===== DATA IN THIS EXERCISE
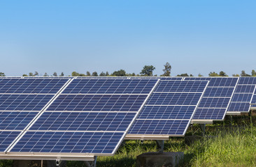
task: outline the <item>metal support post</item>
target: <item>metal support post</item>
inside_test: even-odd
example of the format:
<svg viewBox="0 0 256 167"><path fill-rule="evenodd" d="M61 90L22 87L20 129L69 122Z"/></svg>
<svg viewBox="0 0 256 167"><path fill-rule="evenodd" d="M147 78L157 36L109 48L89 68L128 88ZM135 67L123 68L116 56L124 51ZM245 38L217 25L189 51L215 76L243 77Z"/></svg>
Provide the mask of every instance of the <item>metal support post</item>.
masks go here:
<svg viewBox="0 0 256 167"><path fill-rule="evenodd" d="M156 140L158 152L160 154L164 153L164 140Z"/></svg>

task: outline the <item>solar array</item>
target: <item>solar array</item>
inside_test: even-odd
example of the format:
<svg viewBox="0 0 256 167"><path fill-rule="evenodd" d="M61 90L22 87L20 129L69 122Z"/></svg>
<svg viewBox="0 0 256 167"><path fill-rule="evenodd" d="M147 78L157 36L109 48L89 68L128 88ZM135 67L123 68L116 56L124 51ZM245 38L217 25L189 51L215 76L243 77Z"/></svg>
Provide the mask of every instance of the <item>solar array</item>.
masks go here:
<svg viewBox="0 0 256 167"><path fill-rule="evenodd" d="M10 118L1 121L0 127L7 125L6 129L20 130L17 134L12 134L11 131L8 132L10 134L1 134L0 138L4 138L2 145L6 147L2 149L2 152L6 152L3 156L13 157L22 154L30 157L31 152L34 152L34 156L41 157L66 156L66 159L73 159L76 155L85 159L85 157L112 155L159 81L73 79L59 88L58 93L51 95L50 93L55 93L53 90L57 86L52 82L57 81L43 79L48 79L47 85L52 85L49 88L45 84L40 85L38 81L36 81L38 86L31 86L27 84L31 82L30 79L23 79L24 82L27 80L27 84L20 85L33 88L29 89L31 92L37 92L40 86L41 91L45 93L48 90L47 95L54 97L48 101L50 103L41 105L43 108L28 104L33 108L29 113L12 114L6 109L5 113L0 113L1 118L5 116ZM62 83L57 79L58 84ZM3 82L7 83L3 86L6 88L17 83ZM6 90L17 91L20 87ZM22 87L22 90L25 91L28 88Z"/></svg>
<svg viewBox="0 0 256 167"><path fill-rule="evenodd" d="M208 83L161 79L126 138L184 136Z"/></svg>

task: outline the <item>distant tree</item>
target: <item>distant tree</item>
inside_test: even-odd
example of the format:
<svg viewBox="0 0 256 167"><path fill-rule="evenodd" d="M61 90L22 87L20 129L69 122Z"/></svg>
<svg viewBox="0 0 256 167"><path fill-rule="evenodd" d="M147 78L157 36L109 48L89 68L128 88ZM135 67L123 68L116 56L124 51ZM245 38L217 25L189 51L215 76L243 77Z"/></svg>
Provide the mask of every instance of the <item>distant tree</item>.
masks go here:
<svg viewBox="0 0 256 167"><path fill-rule="evenodd" d="M6 77L3 72L0 72L0 77Z"/></svg>
<svg viewBox="0 0 256 167"><path fill-rule="evenodd" d="M219 77L219 74L215 72L211 72L208 75L209 77Z"/></svg>
<svg viewBox="0 0 256 167"><path fill-rule="evenodd" d="M121 69L118 71L114 71L114 72L113 72L113 74L111 75L123 77L123 76L126 76L126 72L124 70Z"/></svg>
<svg viewBox="0 0 256 167"><path fill-rule="evenodd" d="M101 74L99 74L99 76L101 77L105 77L106 76L106 73L104 72L101 72Z"/></svg>
<svg viewBox="0 0 256 167"><path fill-rule="evenodd" d="M72 72L72 77L79 76L79 73L76 72Z"/></svg>
<svg viewBox="0 0 256 167"><path fill-rule="evenodd" d="M34 76L38 76L38 72L35 72L35 73L34 74Z"/></svg>
<svg viewBox="0 0 256 167"><path fill-rule="evenodd" d="M177 75L177 77L189 77L189 75L187 73L185 73L185 74L178 74L178 75Z"/></svg>
<svg viewBox="0 0 256 167"><path fill-rule="evenodd" d="M155 67L153 65L145 65L140 74L143 76L152 76Z"/></svg>
<svg viewBox="0 0 256 167"><path fill-rule="evenodd" d="M253 76L253 77L256 77L256 72L255 72L255 70L252 70L252 76Z"/></svg>
<svg viewBox="0 0 256 167"><path fill-rule="evenodd" d="M226 74L225 72L224 72L223 71L220 71L220 77L229 77L227 74Z"/></svg>
<svg viewBox="0 0 256 167"><path fill-rule="evenodd" d="M250 75L246 73L245 70L242 70L240 74L241 77L251 77Z"/></svg>
<svg viewBox="0 0 256 167"><path fill-rule="evenodd" d="M46 73L46 72L45 72L45 74L43 74L43 77L48 77L49 75Z"/></svg>
<svg viewBox="0 0 256 167"><path fill-rule="evenodd" d="M199 74L198 74L198 77L204 77L204 76L199 73Z"/></svg>
<svg viewBox="0 0 256 167"><path fill-rule="evenodd" d="M90 72L87 71L86 76L91 76L91 73L90 73Z"/></svg>
<svg viewBox="0 0 256 167"><path fill-rule="evenodd" d="M98 76L98 73L97 72L92 72L92 76L97 77Z"/></svg>
<svg viewBox="0 0 256 167"><path fill-rule="evenodd" d="M171 65L167 62L165 65L164 65L164 69L163 70L164 74L162 74L162 76L170 77L171 70Z"/></svg>

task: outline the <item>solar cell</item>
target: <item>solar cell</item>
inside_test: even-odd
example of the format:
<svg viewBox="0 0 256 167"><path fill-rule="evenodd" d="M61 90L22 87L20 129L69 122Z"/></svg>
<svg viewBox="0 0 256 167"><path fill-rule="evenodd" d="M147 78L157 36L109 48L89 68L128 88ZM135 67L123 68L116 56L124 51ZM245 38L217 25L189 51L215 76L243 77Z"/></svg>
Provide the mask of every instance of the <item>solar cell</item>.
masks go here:
<svg viewBox="0 0 256 167"><path fill-rule="evenodd" d="M52 95L0 95L0 111L41 111Z"/></svg>
<svg viewBox="0 0 256 167"><path fill-rule="evenodd" d="M68 79L0 79L0 93L56 93Z"/></svg>

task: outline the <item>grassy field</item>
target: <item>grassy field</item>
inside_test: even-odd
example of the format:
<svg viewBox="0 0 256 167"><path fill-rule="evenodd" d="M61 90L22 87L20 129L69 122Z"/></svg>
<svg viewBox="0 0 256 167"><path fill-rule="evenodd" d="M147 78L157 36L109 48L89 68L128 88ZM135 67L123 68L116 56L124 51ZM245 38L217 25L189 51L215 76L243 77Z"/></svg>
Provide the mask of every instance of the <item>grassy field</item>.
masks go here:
==========
_YOUR GOAL_. Copy out all of the lines above word for word, leaving out the pictures.

_TASK ANSWER_.
task: outline the <item>metal support post</item>
target: <item>metal support post</item>
inside_test: even-odd
example of the format:
<svg viewBox="0 0 256 167"><path fill-rule="evenodd" d="M61 90L22 87L20 129L69 122Z"/></svg>
<svg viewBox="0 0 256 167"><path fill-rule="evenodd" d="M147 78L157 36L109 48L89 68L128 88ZM135 67L123 68L116 56L124 51ZM245 38L217 25L189 51L215 76L243 77Z"/></svg>
Provide the mask of every instance of the <item>metal support post</item>.
masks go here:
<svg viewBox="0 0 256 167"><path fill-rule="evenodd" d="M156 140L158 152L160 154L164 153L164 140Z"/></svg>

task: outline the <item>solar array</item>
target: <item>solar array</item>
inside_test: even-odd
example of the format:
<svg viewBox="0 0 256 167"><path fill-rule="evenodd" d="M61 90L22 87L20 129L69 122Z"/></svg>
<svg viewBox="0 0 256 167"><path fill-rule="evenodd" d="M147 78L157 36L109 48L89 68L128 88ZM135 67L123 68L116 56L124 51ZM245 38L217 25L189 51L215 76L243 77Z"/></svg>
Provide the mask of every instance of the <item>solar array</item>.
masks go here:
<svg viewBox="0 0 256 167"><path fill-rule="evenodd" d="M10 118L1 121L0 127L7 125L6 129L20 130L17 134L12 134L11 131L8 132L10 134L1 134L0 138L4 138L2 145L6 147L2 149L2 152L6 152L3 156L13 157L22 154L30 157L31 152L34 152L34 156L41 157L66 156L66 159L73 159L76 155L85 159L85 157L112 155L159 81L73 79L59 88L58 93L51 95L50 93L55 93L53 90L57 86L52 82L57 81L43 79L48 79L47 85L52 85L49 88L45 84L40 85L38 81L36 81L38 86L31 86L27 84L31 82L30 79L23 79L24 82L27 80L27 84L20 85L33 88L29 89L31 92L37 92L40 86L41 91L45 93L48 90L47 95L54 97L48 101L50 103L41 105L43 108L28 104L33 108L29 113L12 114L6 109L5 113L0 113L1 118L5 116ZM62 83L57 79L58 84ZM3 82L7 83L3 86L6 88L17 83ZM6 90L17 91L20 87ZM22 87L22 90L25 91L28 88Z"/></svg>
<svg viewBox="0 0 256 167"><path fill-rule="evenodd" d="M208 83L161 79L126 138L184 136Z"/></svg>

task: outline the <item>distant tree</item>
target: <item>distant tree</item>
inside_test: even-odd
example of the format:
<svg viewBox="0 0 256 167"><path fill-rule="evenodd" d="M61 90L22 87L20 129L69 122Z"/></svg>
<svg viewBox="0 0 256 167"><path fill-rule="evenodd" d="M147 78L157 36L109 48L89 68L128 88ZM135 67L123 68L116 56L124 51ZM245 38L217 25L189 51L215 76L243 77Z"/></svg>
Provide the mask of every instance of the <item>distant tree</item>.
masks go here:
<svg viewBox="0 0 256 167"><path fill-rule="evenodd" d="M6 77L3 72L0 72L0 77Z"/></svg>
<svg viewBox="0 0 256 167"><path fill-rule="evenodd" d="M219 77L219 74L215 72L211 72L208 75L209 77Z"/></svg>
<svg viewBox="0 0 256 167"><path fill-rule="evenodd" d="M121 69L118 71L114 71L114 72L113 72L113 74L111 75L123 77L123 76L126 76L126 72L124 70Z"/></svg>
<svg viewBox="0 0 256 167"><path fill-rule="evenodd" d="M101 74L99 74L99 76L101 77L105 77L106 76L106 73L104 72L101 72Z"/></svg>
<svg viewBox="0 0 256 167"><path fill-rule="evenodd" d="M72 72L72 77L79 76L79 73L76 72Z"/></svg>
<svg viewBox="0 0 256 167"><path fill-rule="evenodd" d="M34 76L38 76L38 72L35 72L35 73L34 74Z"/></svg>
<svg viewBox="0 0 256 167"><path fill-rule="evenodd" d="M177 75L177 77L189 77L189 75L187 73L185 73L185 74L178 74L178 75Z"/></svg>
<svg viewBox="0 0 256 167"><path fill-rule="evenodd" d="M155 67L153 65L145 65L140 74L143 76L152 76Z"/></svg>
<svg viewBox="0 0 256 167"><path fill-rule="evenodd" d="M253 76L253 77L256 77L256 72L255 72L255 70L252 70L252 76Z"/></svg>
<svg viewBox="0 0 256 167"><path fill-rule="evenodd" d="M226 74L225 72L224 72L223 71L220 71L220 77L229 77L227 74Z"/></svg>
<svg viewBox="0 0 256 167"><path fill-rule="evenodd" d="M250 75L246 73L245 70L242 70L240 74L241 77L251 77Z"/></svg>
<svg viewBox="0 0 256 167"><path fill-rule="evenodd" d="M46 73L46 72L45 72L45 74L43 74L43 77L48 77L49 75Z"/></svg>
<svg viewBox="0 0 256 167"><path fill-rule="evenodd" d="M199 74L198 74L198 77L204 77L204 76L199 73Z"/></svg>
<svg viewBox="0 0 256 167"><path fill-rule="evenodd" d="M90 72L87 71L86 76L91 76L91 73L90 73Z"/></svg>
<svg viewBox="0 0 256 167"><path fill-rule="evenodd" d="M98 76L98 73L97 72L92 72L92 76L97 77Z"/></svg>
<svg viewBox="0 0 256 167"><path fill-rule="evenodd" d="M171 65L167 62L165 65L164 65L164 69L163 70L164 74L162 74L162 76L170 77L171 70Z"/></svg>

task: outline the <item>solar cell</item>
target: <item>solar cell</item>
inside_test: even-odd
example of the format:
<svg viewBox="0 0 256 167"><path fill-rule="evenodd" d="M61 90L22 87L20 129L69 122Z"/></svg>
<svg viewBox="0 0 256 167"><path fill-rule="evenodd" d="M147 78L157 36L109 48L89 68L128 88ZM135 67L123 68L116 56L124 51ZM245 38L217 25L189 51L215 76L243 77Z"/></svg>
Provide the mask of every instance of the <item>solar cell</item>.
masks go here:
<svg viewBox="0 0 256 167"><path fill-rule="evenodd" d="M52 95L0 95L0 111L41 111Z"/></svg>
<svg viewBox="0 0 256 167"><path fill-rule="evenodd" d="M68 79L0 79L0 93L56 93Z"/></svg>

task: outline the <item>grassy field</item>
target: <item>grassy field</item>
inside_test: even-odd
example of the format:
<svg viewBox="0 0 256 167"><path fill-rule="evenodd" d="M61 90L22 87L20 129L69 122Z"/></svg>
<svg viewBox="0 0 256 167"><path fill-rule="evenodd" d="M147 78L157 36L109 48L89 68L128 88ZM135 67L123 68L116 56L124 51ZM245 38L217 25L189 51L215 76L243 77Z"/></svg>
Provide the mask of every instance of the <item>grassy field</item>.
masks go here:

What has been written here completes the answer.